RECORDS PROVIDED below:

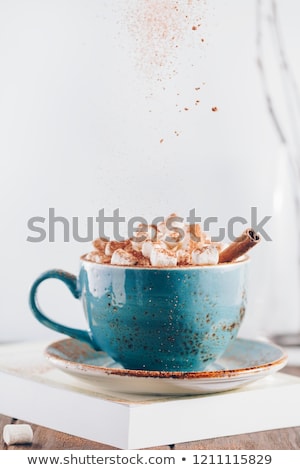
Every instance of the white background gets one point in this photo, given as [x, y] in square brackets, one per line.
[81, 124]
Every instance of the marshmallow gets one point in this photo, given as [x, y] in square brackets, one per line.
[172, 239]
[97, 257]
[206, 255]
[123, 258]
[162, 257]
[100, 244]
[110, 247]
[138, 241]
[183, 257]
[150, 230]
[147, 248]
[173, 221]
[17, 434]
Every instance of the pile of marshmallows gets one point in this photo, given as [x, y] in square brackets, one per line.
[169, 243]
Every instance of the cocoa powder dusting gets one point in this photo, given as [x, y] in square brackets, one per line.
[159, 28]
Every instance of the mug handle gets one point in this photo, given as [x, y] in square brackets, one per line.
[71, 282]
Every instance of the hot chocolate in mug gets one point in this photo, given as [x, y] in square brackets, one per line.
[147, 318]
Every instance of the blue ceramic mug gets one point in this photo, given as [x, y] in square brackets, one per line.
[164, 319]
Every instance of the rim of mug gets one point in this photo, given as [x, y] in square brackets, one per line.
[244, 260]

End of RECORDS PROVIDED.

EXERCISE GOAL → From the line containing "Every instance of the cocoa" to the final line of the entries, print every line exactly and nothing else.

RESULT OF THIS EXERCISE →
Every instance of the cocoa powder dusting gets one point in this photo, given as [x, y] in square brackets, one per line.
[159, 28]
Every instance of the mug handle gets one point in this photo, given as [x, y] in square brackets, one per line.
[71, 282]
Every instance of the hot chocolate in mug gets one point in this photo, given as [x, y] in square brackets, one per line.
[147, 318]
Every instance of the blue ceramic mug gets one point in this photo, given as [x, y] in square brackets, one per line.
[164, 319]
Every instance of the rim of mug gets one point in this photo, given as [x, y] in square brackets, one per line.
[244, 260]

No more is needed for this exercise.